**REQUIRED TASK:** Copy the data word for word, from the very first line through the line containing "[0,286,398,306]", with both of those lines included.

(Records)
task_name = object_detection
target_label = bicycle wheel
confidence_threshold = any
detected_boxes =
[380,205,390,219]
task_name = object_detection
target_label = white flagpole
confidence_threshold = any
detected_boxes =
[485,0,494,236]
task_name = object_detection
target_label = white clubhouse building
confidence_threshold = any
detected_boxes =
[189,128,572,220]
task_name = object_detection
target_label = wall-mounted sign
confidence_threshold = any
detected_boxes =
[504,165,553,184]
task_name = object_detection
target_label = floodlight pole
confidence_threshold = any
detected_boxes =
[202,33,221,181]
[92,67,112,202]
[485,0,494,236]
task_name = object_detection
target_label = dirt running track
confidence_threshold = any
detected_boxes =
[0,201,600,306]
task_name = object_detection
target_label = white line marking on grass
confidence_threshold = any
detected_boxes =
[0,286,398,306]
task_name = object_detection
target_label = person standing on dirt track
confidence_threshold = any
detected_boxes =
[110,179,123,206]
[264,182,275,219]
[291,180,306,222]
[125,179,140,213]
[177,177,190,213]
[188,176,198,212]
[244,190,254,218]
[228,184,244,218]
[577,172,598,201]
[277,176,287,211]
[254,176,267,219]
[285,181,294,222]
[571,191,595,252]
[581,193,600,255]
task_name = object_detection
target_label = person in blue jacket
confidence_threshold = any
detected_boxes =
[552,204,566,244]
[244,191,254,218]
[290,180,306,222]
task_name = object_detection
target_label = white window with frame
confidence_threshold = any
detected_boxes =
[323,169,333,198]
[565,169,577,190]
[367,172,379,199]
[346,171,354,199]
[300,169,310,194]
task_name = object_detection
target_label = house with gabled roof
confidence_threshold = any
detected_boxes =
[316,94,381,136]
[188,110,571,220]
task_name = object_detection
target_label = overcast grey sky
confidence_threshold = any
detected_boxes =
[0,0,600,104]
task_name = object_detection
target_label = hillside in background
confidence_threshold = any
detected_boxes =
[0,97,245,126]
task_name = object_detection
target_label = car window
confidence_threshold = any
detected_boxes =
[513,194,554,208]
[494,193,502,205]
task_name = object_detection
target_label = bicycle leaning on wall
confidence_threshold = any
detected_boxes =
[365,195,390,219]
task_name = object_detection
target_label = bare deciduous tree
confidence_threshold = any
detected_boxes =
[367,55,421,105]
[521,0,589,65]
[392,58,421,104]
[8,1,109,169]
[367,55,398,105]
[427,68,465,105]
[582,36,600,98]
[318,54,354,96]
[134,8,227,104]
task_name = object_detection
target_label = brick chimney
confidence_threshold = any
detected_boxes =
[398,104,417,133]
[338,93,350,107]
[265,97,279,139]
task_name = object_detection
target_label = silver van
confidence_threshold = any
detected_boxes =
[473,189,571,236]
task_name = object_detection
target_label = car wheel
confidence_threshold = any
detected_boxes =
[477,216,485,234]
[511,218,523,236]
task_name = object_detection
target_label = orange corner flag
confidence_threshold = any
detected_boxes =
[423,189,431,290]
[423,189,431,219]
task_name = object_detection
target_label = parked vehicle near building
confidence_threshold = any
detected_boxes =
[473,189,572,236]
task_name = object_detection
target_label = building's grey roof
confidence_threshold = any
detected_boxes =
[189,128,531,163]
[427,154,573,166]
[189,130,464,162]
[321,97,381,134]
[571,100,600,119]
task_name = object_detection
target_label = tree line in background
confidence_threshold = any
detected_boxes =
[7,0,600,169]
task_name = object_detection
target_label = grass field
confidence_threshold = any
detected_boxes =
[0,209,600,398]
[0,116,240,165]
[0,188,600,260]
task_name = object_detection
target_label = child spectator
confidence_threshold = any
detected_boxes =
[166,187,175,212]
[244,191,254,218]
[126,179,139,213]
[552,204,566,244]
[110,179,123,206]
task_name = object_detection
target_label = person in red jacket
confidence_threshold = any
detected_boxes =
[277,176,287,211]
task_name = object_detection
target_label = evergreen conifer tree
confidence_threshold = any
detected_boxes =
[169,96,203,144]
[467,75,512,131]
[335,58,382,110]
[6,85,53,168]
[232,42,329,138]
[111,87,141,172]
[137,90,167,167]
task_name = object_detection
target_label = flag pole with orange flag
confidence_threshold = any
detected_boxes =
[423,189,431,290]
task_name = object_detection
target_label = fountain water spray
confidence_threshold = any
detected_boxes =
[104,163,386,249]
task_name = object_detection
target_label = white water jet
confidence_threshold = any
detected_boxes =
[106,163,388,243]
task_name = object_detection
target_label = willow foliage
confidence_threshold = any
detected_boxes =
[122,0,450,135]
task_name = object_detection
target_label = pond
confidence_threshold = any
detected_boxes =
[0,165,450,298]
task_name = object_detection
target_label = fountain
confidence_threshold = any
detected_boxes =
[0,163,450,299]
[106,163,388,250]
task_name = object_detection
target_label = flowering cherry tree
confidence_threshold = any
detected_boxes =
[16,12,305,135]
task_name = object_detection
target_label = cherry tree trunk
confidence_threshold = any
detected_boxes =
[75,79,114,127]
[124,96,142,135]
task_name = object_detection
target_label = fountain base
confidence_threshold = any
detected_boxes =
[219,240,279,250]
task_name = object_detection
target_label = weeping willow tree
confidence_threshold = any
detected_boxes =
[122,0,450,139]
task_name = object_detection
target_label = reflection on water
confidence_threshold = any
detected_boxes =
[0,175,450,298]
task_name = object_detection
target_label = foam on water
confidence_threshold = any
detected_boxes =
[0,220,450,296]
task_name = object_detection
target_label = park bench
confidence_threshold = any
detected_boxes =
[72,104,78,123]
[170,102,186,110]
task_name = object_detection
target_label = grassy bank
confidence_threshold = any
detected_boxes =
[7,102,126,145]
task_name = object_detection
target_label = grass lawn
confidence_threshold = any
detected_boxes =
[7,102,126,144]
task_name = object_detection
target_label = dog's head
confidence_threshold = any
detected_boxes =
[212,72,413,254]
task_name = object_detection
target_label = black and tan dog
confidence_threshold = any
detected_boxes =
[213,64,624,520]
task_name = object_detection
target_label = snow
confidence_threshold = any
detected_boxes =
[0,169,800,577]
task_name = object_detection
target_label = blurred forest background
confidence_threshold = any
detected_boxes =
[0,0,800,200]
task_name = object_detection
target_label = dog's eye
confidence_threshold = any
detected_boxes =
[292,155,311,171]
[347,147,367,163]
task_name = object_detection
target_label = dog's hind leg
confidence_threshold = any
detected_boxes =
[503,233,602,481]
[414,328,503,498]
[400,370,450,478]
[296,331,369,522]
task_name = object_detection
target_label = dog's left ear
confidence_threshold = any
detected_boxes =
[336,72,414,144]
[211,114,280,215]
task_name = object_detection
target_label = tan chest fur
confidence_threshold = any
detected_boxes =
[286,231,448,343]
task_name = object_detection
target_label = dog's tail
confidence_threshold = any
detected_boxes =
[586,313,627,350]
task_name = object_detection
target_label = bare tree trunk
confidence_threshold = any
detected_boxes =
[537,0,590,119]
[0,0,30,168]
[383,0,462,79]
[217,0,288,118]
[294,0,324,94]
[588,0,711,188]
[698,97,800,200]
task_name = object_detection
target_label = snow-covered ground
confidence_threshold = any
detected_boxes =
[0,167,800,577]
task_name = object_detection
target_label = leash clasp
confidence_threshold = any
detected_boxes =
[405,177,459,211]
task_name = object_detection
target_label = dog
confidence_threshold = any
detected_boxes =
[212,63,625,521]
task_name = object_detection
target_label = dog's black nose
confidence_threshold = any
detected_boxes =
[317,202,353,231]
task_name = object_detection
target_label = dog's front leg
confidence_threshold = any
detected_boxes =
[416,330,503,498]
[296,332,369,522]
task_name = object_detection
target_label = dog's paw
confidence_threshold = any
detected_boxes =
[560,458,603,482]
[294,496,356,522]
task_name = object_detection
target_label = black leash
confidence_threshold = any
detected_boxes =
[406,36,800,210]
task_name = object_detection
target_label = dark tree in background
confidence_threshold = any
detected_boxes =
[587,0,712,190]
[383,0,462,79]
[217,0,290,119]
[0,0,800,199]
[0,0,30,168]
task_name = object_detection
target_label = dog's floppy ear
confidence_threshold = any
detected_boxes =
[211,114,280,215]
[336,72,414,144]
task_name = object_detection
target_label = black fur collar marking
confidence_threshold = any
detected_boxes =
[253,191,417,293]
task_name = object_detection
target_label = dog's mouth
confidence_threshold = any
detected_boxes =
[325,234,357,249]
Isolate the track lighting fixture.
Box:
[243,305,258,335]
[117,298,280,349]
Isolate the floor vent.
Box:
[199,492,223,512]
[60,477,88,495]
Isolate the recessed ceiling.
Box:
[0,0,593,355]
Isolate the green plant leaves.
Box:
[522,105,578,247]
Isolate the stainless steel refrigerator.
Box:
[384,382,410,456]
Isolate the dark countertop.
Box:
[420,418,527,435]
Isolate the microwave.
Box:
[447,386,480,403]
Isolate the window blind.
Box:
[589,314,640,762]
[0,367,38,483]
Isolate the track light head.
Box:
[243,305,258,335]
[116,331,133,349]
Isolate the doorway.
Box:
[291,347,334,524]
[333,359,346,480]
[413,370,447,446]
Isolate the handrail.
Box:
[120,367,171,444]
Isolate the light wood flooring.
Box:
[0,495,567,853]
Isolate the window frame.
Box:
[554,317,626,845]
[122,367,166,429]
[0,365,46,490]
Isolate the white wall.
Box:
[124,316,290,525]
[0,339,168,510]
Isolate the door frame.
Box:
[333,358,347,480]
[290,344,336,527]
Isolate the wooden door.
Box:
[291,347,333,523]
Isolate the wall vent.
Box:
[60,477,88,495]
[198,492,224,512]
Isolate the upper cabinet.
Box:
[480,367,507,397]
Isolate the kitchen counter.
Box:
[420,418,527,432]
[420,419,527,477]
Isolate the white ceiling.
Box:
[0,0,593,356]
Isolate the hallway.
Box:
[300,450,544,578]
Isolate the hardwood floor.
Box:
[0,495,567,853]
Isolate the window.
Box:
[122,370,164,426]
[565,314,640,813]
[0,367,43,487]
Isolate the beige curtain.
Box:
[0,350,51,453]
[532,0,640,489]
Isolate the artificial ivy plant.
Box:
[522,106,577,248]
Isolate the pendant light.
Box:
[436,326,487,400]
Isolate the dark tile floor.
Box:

**THE RESPONSE:**
task_name = object_detection
target_label = bicycle wheel
confidence_threshold = any
detected_boxes =
[380,205,390,219]
task_name = object_detection
target_label = white flagpole
confidence_threshold = any
detected_boxes =
[485,0,494,236]
task_name = object_detection
target_label = white clubhouse building
confidence_threshold = any
detected_boxes =
[189,128,572,220]
task_name = object_detection
target_label = wall-mounted sign
confidence_threshold = any
detected_boxes =
[504,165,553,184]
task_name = object_detection
target_label = floodlight pole
confidence_threshold = any
detected_boxes =
[202,33,221,181]
[92,67,112,202]
[485,0,494,236]
task_name = object_detection
target_label = dirt running track
confidence_threshold = any
detected_boxes =
[0,201,600,306]
task_name = object_detection
target_label = white line marking on grass
confidence_threshold = any
detected_boxes =
[0,286,398,306]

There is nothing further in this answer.